* Work to complete:
Reproduce the material below in full, substituting "listed above" for each occurrence of "named above" and leaving everything else unchanged.

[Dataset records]
** START **

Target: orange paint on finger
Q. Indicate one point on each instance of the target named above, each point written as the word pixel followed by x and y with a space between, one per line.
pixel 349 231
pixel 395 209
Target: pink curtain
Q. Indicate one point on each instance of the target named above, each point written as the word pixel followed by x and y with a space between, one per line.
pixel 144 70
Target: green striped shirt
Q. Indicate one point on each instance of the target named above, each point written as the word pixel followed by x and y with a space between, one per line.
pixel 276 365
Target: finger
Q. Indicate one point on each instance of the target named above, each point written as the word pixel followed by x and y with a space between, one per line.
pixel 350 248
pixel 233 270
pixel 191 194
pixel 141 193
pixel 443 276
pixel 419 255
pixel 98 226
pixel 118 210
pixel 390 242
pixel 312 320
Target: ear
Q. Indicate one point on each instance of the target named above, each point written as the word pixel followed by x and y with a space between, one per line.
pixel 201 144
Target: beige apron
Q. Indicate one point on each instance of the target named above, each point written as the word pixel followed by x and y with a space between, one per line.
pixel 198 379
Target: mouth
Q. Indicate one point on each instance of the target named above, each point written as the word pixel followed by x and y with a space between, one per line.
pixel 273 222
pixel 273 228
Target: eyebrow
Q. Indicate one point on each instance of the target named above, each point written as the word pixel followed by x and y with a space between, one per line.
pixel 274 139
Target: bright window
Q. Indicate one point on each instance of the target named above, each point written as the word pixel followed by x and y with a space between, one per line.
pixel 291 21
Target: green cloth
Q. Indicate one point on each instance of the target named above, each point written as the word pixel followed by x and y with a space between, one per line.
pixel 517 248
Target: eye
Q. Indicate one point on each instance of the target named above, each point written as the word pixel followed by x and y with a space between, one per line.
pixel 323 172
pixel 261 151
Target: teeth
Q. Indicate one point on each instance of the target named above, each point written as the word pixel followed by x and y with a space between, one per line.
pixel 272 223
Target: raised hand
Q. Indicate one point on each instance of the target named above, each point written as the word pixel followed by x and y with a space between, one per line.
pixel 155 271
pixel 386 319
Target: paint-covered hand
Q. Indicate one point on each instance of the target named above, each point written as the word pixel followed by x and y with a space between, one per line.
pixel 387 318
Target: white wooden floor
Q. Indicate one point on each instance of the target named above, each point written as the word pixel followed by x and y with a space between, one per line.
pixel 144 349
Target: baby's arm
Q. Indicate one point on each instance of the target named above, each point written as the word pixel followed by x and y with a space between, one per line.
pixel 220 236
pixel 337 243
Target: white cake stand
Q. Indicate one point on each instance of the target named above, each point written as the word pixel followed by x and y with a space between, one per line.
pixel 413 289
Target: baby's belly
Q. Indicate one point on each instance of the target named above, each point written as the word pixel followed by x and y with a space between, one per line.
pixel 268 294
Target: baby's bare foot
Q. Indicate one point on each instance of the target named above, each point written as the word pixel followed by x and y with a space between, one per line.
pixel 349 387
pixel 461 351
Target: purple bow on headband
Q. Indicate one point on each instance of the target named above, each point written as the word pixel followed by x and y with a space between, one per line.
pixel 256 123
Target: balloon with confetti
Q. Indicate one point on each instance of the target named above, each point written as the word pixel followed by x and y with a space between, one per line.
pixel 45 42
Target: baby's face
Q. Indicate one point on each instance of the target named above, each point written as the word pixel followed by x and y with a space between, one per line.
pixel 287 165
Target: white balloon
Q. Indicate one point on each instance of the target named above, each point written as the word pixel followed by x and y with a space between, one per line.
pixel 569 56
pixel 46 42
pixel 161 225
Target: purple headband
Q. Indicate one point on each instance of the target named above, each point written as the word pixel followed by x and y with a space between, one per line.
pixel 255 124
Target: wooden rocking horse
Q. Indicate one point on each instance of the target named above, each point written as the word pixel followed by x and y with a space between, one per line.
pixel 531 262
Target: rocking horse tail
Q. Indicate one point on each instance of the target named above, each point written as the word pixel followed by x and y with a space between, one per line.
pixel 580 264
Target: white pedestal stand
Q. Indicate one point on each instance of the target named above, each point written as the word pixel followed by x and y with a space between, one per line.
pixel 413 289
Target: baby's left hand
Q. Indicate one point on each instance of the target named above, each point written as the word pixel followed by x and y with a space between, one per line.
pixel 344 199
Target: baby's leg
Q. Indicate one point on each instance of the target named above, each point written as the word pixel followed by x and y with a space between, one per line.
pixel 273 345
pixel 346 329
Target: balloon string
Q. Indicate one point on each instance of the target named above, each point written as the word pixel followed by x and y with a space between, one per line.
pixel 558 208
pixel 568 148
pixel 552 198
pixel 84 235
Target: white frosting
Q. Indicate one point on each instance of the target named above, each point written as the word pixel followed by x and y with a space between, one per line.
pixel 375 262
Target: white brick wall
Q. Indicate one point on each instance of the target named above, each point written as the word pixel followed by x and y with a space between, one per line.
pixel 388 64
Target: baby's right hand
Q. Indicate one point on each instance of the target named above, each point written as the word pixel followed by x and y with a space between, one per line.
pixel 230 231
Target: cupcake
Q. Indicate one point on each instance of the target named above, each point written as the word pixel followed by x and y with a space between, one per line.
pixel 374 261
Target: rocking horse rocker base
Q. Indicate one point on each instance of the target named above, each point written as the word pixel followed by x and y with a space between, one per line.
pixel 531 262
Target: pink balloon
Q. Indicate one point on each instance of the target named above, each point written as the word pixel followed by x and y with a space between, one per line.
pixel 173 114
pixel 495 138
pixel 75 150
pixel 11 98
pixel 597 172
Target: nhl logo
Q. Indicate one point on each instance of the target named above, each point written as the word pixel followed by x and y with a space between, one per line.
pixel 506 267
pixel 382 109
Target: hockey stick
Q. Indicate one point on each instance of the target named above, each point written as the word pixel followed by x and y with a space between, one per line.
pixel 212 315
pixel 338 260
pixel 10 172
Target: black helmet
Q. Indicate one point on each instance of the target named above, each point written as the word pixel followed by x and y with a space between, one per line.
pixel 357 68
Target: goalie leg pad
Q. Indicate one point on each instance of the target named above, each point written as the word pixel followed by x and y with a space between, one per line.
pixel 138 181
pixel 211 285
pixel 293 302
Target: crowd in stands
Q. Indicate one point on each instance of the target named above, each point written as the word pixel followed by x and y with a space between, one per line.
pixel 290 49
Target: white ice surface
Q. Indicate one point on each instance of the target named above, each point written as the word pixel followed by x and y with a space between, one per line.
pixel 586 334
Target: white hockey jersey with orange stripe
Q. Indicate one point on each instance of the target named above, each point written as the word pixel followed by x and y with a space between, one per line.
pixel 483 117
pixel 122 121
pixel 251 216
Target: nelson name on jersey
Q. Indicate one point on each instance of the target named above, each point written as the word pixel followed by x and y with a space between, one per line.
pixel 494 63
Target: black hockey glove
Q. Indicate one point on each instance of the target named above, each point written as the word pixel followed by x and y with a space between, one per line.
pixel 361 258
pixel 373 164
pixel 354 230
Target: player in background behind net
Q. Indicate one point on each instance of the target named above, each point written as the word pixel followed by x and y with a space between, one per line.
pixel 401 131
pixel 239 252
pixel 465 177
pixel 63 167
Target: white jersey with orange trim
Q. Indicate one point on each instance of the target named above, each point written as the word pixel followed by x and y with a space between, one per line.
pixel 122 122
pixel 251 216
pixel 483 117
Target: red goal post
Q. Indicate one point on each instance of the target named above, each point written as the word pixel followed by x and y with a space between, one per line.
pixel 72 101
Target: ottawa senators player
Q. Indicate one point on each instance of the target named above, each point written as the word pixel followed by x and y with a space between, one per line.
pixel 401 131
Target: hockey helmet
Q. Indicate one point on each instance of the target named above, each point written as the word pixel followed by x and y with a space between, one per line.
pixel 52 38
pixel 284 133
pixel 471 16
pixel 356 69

** END **

* Task answer:
Target: orange paint on finger
Q. Indicate one point on each instance of the target listed above, each point written as the word pixel followed by x and y with a space between, one per line.
pixel 349 231
pixel 395 209
Target: pink curtain
Q. Indicate one point on each instance of the target listed above, each point written as the word pixel followed by x and y with a space between, one per line.
pixel 144 70
Target: green striped shirt
Q. Indicate one point on each instance of the target listed above, each point written as the word pixel followed by x and y with a space between, one per line.
pixel 276 365
Target: finger
Q. Indicate one point on each instance of the target listed above, each point written as the word pixel followed by x and y with a space between, one per line.
pixel 350 248
pixel 233 270
pixel 191 194
pixel 141 193
pixel 443 276
pixel 419 255
pixel 98 226
pixel 118 210
pixel 390 242
pixel 312 320
Target: ear
Q. Indicate one point on each instance of the target listed above, each point written as the word pixel followed by x and y with a space between, one per line.
pixel 201 144
Target: beige apron
Q. Indicate one point on each instance of the target listed above, each point written as the word pixel followed by x and y with a space between, one per line.
pixel 198 379
Target: mouth
Q. Indicate one point on each instance of the target listed above, each point written as the word pixel followed by x and y with a space between, one per line.
pixel 273 222
pixel 273 228
Target: eyebrow
Q. Indicate one point on each instance of the target listed above, each point written as the word pixel followed by x and y with a space between, one per line.
pixel 274 139
Target: bright window
Q. Indicate one point on each instance of the target listed above, each point written as the word pixel followed by x and y with a space between, one per line.
pixel 291 21
Target: green cloth
Q. Indicate one point on each instance of the target listed above, each point written as the word pixel followed by x and y with a space between, one per line.
pixel 517 248
Target: eye
Q. Indicate one point on each instance of the target listed above, each point written as the word pixel followed by x and y with a space between, one per line.
pixel 323 172
pixel 261 151
Target: teeth
Q. Indicate one point on each instance of the target listed above, each point written as the word pixel followed by x and y with a space between, one per line.
pixel 272 223
Target: raised hand
Q. Indicate one point on each instance of the target listed above, each point written as the word pixel followed by x and y with a space between, one per line.
pixel 155 271
pixel 386 319
Target: paint-covered hand
Q. Indicate one point on each instance of the target listed above, each point written as the word pixel followed by x and y with a space between, one per line.
pixel 387 318
Target: white wooden floor
Q. Indicate one point on each instance of the target listed above, each point written as the word pixel followed by x and y with a space between, one per line.
pixel 144 349
Target: baby's arm
Q. Indicate one point on each instance of the target listed above, each point written as the word pixel followed by x and y with a space between, one per line.
pixel 220 236
pixel 337 243
Target: white cake stand
Q. Indicate one point on each instance of the target listed above, each point written as the word pixel followed by x and y with a space between, one per line.
pixel 413 289
Target: baby's belly
Q. Indicate one point on each instance of the target listed above, each point written as the word pixel followed by x and y with a space between, one per line.
pixel 268 294
Target: baby's bare foot
Q. Indicate one point on each instance of the target listed above, each point written as the word pixel followed by x and y with a space between, one per line.
pixel 349 387
pixel 461 351
Target: purple bow on headband
Q. Indicate one point on each instance of the target listed above, each point written as the word pixel followed by x and y with a space between, one per line.
pixel 256 123
Target: balloon with confetti
Q. Indicate one point on each instance of the target listed above, each point written as the word pixel followed by x and y with a space between, one per line.
pixel 45 42
Target: baby's face
Q. Indicate one point on each instance of the target listed above, each point written as the word pixel followed by x and y with a space between, one per line.
pixel 287 165
Target: white balloon
Q. Indicate one point on each instance of the target listed above, each point written as the word pixel followed by x and y with a space between, one per line.
pixel 569 56
pixel 46 42
pixel 161 225
Target: purple headband
Q. Indicate one point on each instance of the target listed above, each point written as the word pixel followed by x and y with a space between, one per line.
pixel 255 124
Target: wooden rocking horse
Q. Indicate one point on each instance of the target listed above, each point written as the word pixel followed by x and y with a space between, one per line.
pixel 531 262
Target: rocking horse tail
Q. Indicate one point on each instance of the target listed above, each point written as the word pixel followed by x and y with a space between, one per line.
pixel 580 264
Target: white pedestal stand
Q. Indicate one point on each instance of the target listed above, each point written as the word pixel followed by x and y with a space between, one per line.
pixel 413 289
Target: baby's left hand
Q. Indicate one point on each instance of the target listed above, each point written as the word pixel followed by x and y with a space between, one per line.
pixel 344 199
Target: baby's leg
Q. Indicate one point on each instance of the target listed above, each point written as the word pixel followed by x and y with a space between, one per line.
pixel 273 345
pixel 346 329
Target: balloon string
Q. Indicate one point on each instance of the target listed above, each point written as the word pixel followed by x and y with a space between, one per line.
pixel 558 208
pixel 568 148
pixel 552 198
pixel 84 235
Target: white frosting
Q. Indicate one point on each instance of the target listed above, each point written as the word pixel followed by x and y with a space between, one per line.
pixel 375 262
Target: white brick wall
Q. Indicate one point on each instance of the target listed above, each point written as the word pixel followed by x and y with a space between, one per line.
pixel 388 64
Target: baby's right hand
Q. Indicate one point on each instance of the target listed above, each point written as the word pixel followed by x and y with a space between, one per line.
pixel 230 231
Target: cupcake
Q. Indicate one point on each instance of the target listed above, each point written as the word pixel followed by x and y with a space between, one per line.
pixel 374 261
Target: rocking horse rocker base
Q. Indicate one point on each instance of the target listed above, each point written as the word pixel followed by x and y with a space between, one per line.
pixel 531 262
Target: pink balloon
Q. Indicate one point on each instance of the target listed above, each point written as the word pixel followed by x and y with a space between, one per line.
pixel 173 114
pixel 495 138
pixel 75 150
pixel 11 98
pixel 597 172
Target: nhl logo
Q. Indicate one point on each instance of the target listed above, each point written as the word pixel followed by x and y with a space between, one per line.
pixel 506 267
pixel 382 109
Target: hockey stick
Q. Indicate one point on each instance of the target listed above, each point written as the word pixel followed by x and y with a space between, one per line.
pixel 212 315
pixel 338 260
pixel 10 172
Target: black helmet
Q. Indicate one point on each instance of the target listed above, each point written as the word pixel followed by x and y with a space between, one per line.
pixel 357 68
Target: goalie leg pad
Q. Indicate one point on each instance of the target listed above, each point written as the word pixel followed by x and y with a space between, one per line.
pixel 138 181
pixel 211 285
pixel 293 302
Target: crowd in stands
Q. Indicate one point on each instance of the target listed above, each point written as the word pixel followed by x and y with a space between, one per line.
pixel 290 49
Target: white ice surface
Q. Indicate one point on each instance of the target listed above, each point written as the word pixel followed by x and y with a space between, one per line.
pixel 586 334
Target: white hockey jersey with orange stripe
Q. Indicate one point on each instance of the target listed above, each point written as the word pixel followed by x and y with a space between, one per line.
pixel 483 117
pixel 122 121
pixel 251 216
Target: nelson name on jersey
Q. Indicate one point on each instance of the target listed above, each point written as the word pixel followed by x and y with a space between, one per line.
pixel 494 63
Target: black hockey glove
Q. Indicate one point on each instance of the target listed above, each point written as the word pixel followed by x and y with a space between, one per line.
pixel 361 258
pixel 373 164
pixel 354 230
Target: player in background behind net
Q. Indicate one point on each instance of the target listed above, each point written as the word pixel followed by x and y with a space between, one per line.
pixel 401 131
pixel 239 252
pixel 465 177
pixel 63 167
Target: white jersey with orange trim
Q. Indicate one point on each instance of the target listed above, each point written as the word pixel followed by x and y with a space between, one per line.
pixel 122 122
pixel 251 216
pixel 483 117
Target: red goal post
Q. Indicate one point on each instance of the target listed above, each point written as the word pixel followed by x and y with a space between, one per line.
pixel 72 101
Target: ottawa senators player
Q. Indicate one point on each instance of the target listed above, each point written as the word pixel followed by x and y with a space between, one per line.
pixel 401 131
Target: hockey helmet
Q. Indicate one point on each instance of the target listed above, each point written as the word pixel followed by x and y with a space between, one per line.
pixel 52 38
pixel 284 133
pixel 471 16
pixel 356 69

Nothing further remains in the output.